Records drawn from a dataset
################
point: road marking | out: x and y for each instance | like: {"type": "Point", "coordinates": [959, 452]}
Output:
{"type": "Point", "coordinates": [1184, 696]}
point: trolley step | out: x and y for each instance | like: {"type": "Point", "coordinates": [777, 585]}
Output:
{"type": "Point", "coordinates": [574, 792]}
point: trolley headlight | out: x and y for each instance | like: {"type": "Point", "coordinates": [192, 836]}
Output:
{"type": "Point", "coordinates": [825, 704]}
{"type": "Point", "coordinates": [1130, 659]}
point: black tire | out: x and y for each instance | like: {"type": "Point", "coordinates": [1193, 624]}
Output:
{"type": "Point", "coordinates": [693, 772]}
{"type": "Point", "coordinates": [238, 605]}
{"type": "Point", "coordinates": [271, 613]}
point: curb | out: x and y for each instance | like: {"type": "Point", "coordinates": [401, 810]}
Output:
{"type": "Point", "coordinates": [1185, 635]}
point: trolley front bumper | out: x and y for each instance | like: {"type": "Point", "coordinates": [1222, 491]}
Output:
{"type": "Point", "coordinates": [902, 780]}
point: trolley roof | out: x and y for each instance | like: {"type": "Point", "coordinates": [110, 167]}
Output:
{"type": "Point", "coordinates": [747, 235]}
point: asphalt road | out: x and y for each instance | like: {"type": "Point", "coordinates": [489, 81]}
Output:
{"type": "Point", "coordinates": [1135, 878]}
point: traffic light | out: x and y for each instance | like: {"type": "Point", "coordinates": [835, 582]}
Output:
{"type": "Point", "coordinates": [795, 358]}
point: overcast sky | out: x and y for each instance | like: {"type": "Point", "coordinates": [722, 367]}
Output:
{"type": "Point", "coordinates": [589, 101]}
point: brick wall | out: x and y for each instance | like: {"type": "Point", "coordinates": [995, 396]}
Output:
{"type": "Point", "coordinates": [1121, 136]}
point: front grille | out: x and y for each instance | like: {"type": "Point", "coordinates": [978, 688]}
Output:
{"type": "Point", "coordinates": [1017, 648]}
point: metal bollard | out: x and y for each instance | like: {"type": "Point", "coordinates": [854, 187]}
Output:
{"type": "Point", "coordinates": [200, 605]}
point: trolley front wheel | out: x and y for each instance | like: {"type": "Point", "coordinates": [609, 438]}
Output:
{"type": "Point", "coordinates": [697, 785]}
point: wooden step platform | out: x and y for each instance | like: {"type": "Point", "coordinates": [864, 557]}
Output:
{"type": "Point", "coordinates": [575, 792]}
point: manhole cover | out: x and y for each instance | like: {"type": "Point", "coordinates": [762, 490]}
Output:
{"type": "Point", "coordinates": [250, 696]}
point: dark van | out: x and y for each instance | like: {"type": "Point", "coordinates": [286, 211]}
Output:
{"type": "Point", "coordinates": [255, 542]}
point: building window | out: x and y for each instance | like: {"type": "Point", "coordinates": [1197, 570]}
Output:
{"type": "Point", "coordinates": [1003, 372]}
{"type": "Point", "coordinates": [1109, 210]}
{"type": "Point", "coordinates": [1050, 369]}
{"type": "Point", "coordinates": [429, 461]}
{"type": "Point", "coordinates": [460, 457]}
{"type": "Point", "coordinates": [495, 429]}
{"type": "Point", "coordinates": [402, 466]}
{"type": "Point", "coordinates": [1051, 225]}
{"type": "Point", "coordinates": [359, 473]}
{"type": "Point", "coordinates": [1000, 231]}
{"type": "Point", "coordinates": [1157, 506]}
################
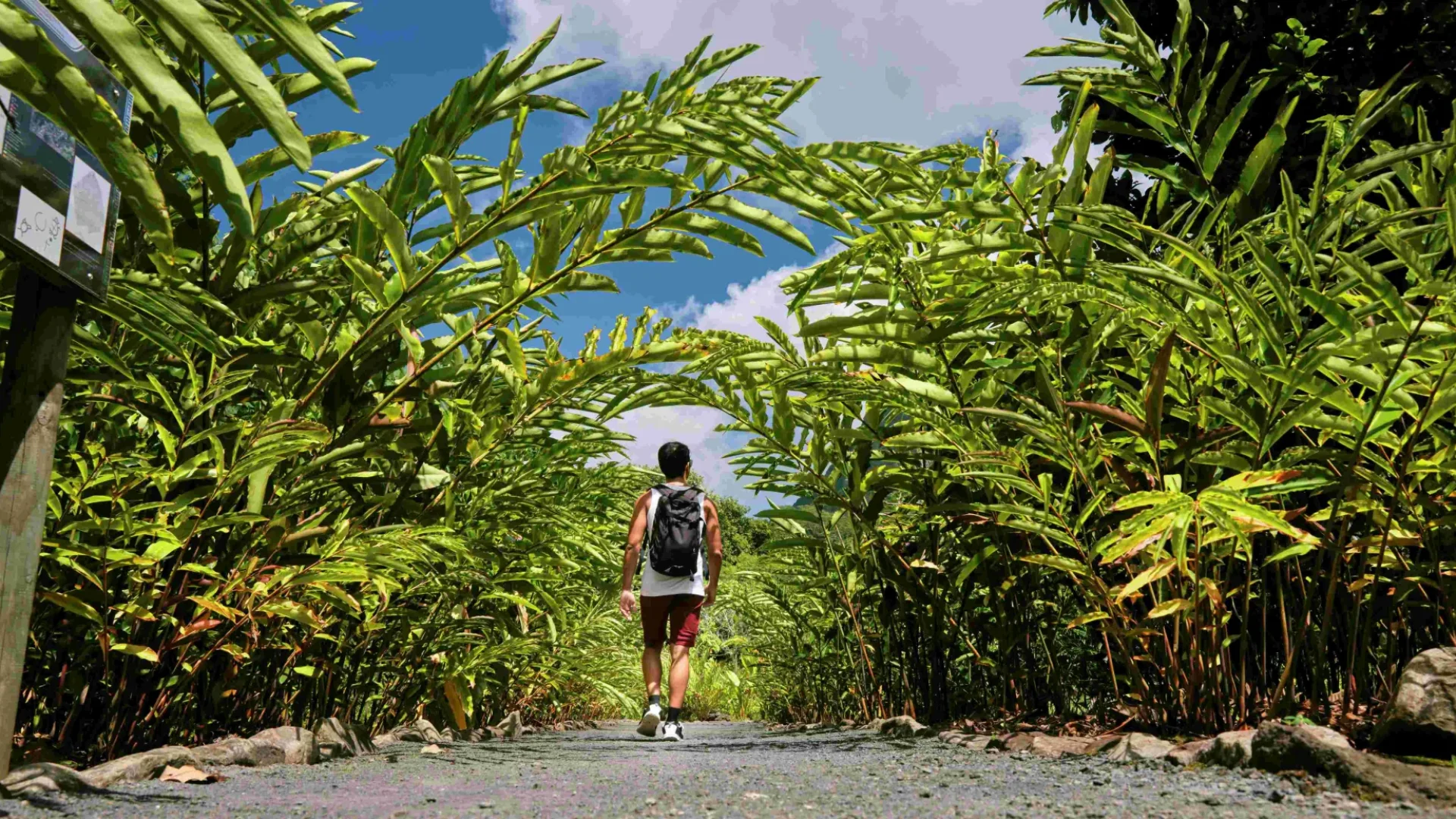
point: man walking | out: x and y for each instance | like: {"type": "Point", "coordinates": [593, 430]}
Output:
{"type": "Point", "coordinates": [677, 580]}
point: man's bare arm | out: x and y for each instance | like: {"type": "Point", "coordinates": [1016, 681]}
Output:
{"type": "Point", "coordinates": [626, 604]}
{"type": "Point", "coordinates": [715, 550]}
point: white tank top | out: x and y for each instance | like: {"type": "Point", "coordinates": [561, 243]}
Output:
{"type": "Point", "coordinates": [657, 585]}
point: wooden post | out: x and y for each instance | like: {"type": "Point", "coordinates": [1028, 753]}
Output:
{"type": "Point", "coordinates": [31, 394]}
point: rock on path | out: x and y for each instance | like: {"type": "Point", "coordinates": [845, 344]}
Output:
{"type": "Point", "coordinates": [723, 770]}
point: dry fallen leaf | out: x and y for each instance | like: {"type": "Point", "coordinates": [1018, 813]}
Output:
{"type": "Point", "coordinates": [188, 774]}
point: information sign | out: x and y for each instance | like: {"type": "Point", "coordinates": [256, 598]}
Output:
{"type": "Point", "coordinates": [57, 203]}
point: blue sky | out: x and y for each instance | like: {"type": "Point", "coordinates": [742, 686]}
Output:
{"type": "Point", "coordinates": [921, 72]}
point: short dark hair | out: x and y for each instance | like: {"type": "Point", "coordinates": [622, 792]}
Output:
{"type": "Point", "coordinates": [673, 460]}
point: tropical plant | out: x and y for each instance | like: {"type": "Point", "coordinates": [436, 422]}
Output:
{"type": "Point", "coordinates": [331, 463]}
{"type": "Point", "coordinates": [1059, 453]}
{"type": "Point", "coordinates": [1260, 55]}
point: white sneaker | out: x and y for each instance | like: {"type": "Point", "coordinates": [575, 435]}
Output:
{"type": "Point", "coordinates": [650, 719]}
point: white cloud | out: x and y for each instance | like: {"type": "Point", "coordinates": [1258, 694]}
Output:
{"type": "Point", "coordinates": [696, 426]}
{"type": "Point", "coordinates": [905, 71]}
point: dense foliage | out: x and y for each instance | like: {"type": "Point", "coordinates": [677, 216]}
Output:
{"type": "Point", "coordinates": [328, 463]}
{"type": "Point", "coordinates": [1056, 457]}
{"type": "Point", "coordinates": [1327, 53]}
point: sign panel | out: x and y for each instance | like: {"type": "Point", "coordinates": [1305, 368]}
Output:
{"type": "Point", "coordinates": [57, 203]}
################
The reply should consist solely of the lines above from the one that has "point: trolley roof" through the one that has "point: asphalt road", reproduced exactly.

point: trolley roof | out: x and y for each instance | like: {"type": "Point", "coordinates": [110, 167]}
Output:
{"type": "Point", "coordinates": [747, 235]}
point: asphalt road | out: x and y for each instance | like: {"type": "Point", "coordinates": [489, 81]}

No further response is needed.